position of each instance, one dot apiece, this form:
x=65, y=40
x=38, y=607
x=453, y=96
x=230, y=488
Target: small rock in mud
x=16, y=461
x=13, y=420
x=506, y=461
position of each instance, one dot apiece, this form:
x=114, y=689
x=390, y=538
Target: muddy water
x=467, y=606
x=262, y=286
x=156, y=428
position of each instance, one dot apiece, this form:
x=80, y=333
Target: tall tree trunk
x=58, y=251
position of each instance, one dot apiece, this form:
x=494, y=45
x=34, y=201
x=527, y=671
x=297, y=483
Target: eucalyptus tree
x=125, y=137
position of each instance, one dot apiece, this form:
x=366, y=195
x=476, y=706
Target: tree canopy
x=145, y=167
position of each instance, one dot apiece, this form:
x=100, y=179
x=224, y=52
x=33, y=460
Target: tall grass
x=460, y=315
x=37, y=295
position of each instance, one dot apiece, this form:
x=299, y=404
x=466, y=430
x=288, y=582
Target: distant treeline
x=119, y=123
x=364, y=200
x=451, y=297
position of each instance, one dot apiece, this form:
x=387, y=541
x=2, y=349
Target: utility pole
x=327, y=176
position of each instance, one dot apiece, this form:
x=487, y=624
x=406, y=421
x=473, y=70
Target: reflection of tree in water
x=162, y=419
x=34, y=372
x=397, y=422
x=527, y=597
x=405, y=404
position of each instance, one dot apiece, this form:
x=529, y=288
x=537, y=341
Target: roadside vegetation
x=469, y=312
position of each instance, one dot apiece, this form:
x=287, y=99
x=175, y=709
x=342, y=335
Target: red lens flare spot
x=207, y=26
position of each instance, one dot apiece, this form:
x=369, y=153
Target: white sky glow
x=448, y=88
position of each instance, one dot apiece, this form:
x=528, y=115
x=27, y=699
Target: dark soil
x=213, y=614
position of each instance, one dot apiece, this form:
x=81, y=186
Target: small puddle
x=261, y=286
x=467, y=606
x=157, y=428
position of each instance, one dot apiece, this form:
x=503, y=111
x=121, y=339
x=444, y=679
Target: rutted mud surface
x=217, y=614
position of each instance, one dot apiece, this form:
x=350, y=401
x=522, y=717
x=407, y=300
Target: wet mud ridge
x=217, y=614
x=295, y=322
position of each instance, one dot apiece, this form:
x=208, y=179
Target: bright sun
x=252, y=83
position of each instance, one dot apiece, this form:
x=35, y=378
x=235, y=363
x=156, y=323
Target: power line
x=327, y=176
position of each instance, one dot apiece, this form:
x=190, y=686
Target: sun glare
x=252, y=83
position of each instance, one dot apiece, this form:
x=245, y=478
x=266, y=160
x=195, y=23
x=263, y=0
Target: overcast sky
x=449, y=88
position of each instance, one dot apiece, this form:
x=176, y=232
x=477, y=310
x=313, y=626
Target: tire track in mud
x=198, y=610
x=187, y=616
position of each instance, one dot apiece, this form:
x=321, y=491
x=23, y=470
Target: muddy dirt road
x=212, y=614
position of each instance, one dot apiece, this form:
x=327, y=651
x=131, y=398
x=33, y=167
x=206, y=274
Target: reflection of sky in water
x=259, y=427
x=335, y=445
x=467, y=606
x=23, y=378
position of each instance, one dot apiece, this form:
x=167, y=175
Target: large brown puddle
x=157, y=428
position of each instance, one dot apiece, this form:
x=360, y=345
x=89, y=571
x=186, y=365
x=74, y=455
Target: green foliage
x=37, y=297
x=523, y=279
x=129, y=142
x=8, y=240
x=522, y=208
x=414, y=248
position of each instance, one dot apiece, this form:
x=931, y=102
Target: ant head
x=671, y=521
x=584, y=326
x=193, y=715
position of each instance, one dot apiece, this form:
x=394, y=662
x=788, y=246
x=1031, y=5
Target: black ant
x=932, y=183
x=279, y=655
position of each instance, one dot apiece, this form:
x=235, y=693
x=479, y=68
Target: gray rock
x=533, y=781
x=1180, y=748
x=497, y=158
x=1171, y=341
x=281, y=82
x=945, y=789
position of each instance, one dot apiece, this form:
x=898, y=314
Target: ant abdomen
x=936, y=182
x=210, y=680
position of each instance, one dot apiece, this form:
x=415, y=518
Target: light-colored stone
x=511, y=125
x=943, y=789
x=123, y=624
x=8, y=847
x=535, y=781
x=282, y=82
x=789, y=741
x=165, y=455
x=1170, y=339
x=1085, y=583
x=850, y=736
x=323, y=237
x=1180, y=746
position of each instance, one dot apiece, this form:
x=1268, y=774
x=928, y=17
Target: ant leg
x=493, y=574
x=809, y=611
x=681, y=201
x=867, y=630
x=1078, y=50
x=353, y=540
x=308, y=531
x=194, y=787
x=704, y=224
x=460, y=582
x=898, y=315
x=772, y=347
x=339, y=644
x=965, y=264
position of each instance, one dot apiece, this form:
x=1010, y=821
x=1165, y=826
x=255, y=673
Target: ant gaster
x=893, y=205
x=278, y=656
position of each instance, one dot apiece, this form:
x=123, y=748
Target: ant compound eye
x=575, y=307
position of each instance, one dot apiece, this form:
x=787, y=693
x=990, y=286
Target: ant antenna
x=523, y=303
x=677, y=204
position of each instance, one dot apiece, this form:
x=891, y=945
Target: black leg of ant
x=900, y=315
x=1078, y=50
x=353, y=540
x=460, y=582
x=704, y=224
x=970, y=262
========
Task item: The expected result is every record above, duplicated exactly.

Solution to this task:
position of each instance, one dot apiece, this form:
x=65, y=40
x=38, y=607
x=453, y=96
x=230, y=488
Target: small rock in mud
x=16, y=461
x=13, y=420
x=506, y=461
position of each instance, one dot apiece, this form:
x=114, y=689
x=390, y=538
Target: muddy water
x=467, y=606
x=262, y=286
x=156, y=428
position of each instance, one dot apiece, this form:
x=80, y=333
Target: tall tree trunk
x=58, y=251
position of each instance, one dot apiece, this form:
x=494, y=45
x=34, y=201
x=527, y=671
x=297, y=483
Target: eucalyptus tree
x=125, y=137
position of each instance, one dot apiece, this form:
x=366, y=195
x=476, y=706
Target: tree canopy
x=145, y=167
position of each instance, one dot apiece, this form:
x=100, y=179
x=224, y=52
x=33, y=460
Target: tall grass
x=460, y=315
x=37, y=295
position of each instance, one dot apiece, this form:
x=299, y=404
x=466, y=430
x=288, y=582
Target: distant treeline
x=119, y=123
x=364, y=200
x=451, y=297
position of each instance, one dot apiece, this form:
x=387, y=541
x=2, y=349
Target: utility pole
x=327, y=176
position of each instance, one dot apiece, this form:
x=487, y=624
x=406, y=421
x=473, y=70
Target: reflection of tree in water
x=162, y=419
x=34, y=372
x=397, y=422
x=527, y=597
x=405, y=404
position of each instance, one dot apiece, this form:
x=529, y=288
x=537, y=341
Target: roadside vegetation
x=469, y=312
position of each instance, one dot apiece, this form:
x=287, y=99
x=175, y=709
x=342, y=335
Target: red lens flare spot
x=207, y=26
position of each instance, one dot apiece, this form:
x=369, y=153
Target: white sky glow
x=448, y=88
position of each instance, one dot apiece, this form:
x=528, y=115
x=27, y=699
Target: dark soil
x=213, y=614
position of each instance, one dot apiece, this form:
x=81, y=186
Target: small puddle
x=261, y=286
x=467, y=606
x=157, y=428
position of each instance, one dot apiece, this form:
x=503, y=111
x=121, y=339
x=444, y=679
Target: rutted mud surface
x=217, y=614
position of each instance, one dot apiece, this form:
x=350, y=401
x=522, y=717
x=407, y=300
Target: wet mud ridge
x=217, y=614
x=295, y=322
position of each instance, one dot apiece, this form:
x=208, y=179
Target: bright sun
x=252, y=83
position of each instance, one dot apiece, this form:
x=35, y=378
x=235, y=363
x=156, y=323
Target: power line
x=327, y=176
position of each instance, one dot apiece, this form:
x=190, y=686
Target: sun glare
x=252, y=83
position of each instance, one dot apiece, this form:
x=245, y=478
x=266, y=160
x=195, y=23
x=263, y=0
Target: overcast sky
x=449, y=88
position of each instance, one dot apiece, this form:
x=176, y=232
x=477, y=310
x=313, y=626
Target: tire track in mud
x=198, y=610
x=187, y=616
position of each instance, one dot apiece, this form:
x=321, y=491
x=23, y=470
Target: muddy dirt road
x=212, y=614
position of each instance, one dot apiece, this form:
x=327, y=651
x=131, y=398
x=33, y=167
x=206, y=274
Target: reflection of sky in water
x=259, y=427
x=335, y=445
x=467, y=606
x=23, y=378
position of each instance, one dot apiece, this form:
x=167, y=175
Target: large brown puddle
x=157, y=428
position of each instance, one dot apiece, this form:
x=360, y=345
x=89, y=571
x=186, y=365
x=74, y=455
Target: green foliage
x=37, y=297
x=523, y=279
x=129, y=142
x=8, y=240
x=522, y=208
x=414, y=248
position of each instance, one dot apiece, this form:
x=931, y=102
Target: ant head
x=671, y=521
x=584, y=326
x=193, y=715
position of each instance, one dot apiece, this form:
x=394, y=662
x=788, y=246
x=1031, y=5
Target: black ant
x=932, y=183
x=279, y=655
position of each instance, one dot apiece, this form:
x=235, y=693
x=479, y=68
Target: gray rock
x=533, y=781
x=1180, y=748
x=497, y=158
x=1171, y=341
x=281, y=82
x=945, y=789
position of each instance, one dot apiece, this form:
x=898, y=314
Target: ant abdomen
x=936, y=182
x=210, y=680
position of each instance, one dot apiece, this form:
x=415, y=518
Target: light-colored stone
x=511, y=125
x=943, y=789
x=123, y=624
x=8, y=847
x=535, y=781
x=282, y=82
x=789, y=741
x=165, y=455
x=1170, y=339
x=1085, y=583
x=850, y=736
x=323, y=237
x=1180, y=746
position of each instance, one dot apiece, this form:
x=1268, y=774
x=928, y=17
Target: ant leg
x=493, y=574
x=809, y=611
x=681, y=201
x=867, y=630
x=1078, y=50
x=353, y=540
x=308, y=531
x=194, y=787
x=704, y=224
x=460, y=582
x=898, y=315
x=772, y=347
x=339, y=644
x=965, y=264
position of each instance, one dot apiece, this form:
x=1010, y=821
x=1165, y=826
x=255, y=673
Target: ant gaster
x=893, y=205
x=278, y=656
position of each instance, one dot apiece, this form:
x=123, y=748
Target: ant compound eye
x=575, y=307
position of each instance, one dot apiece, this form:
x=787, y=693
x=990, y=286
Target: ant antenna
x=523, y=303
x=677, y=204
position of each instance, one dot apiece, this form:
x=891, y=945
Target: black leg of ant
x=900, y=315
x=1078, y=50
x=353, y=540
x=460, y=582
x=704, y=224
x=970, y=262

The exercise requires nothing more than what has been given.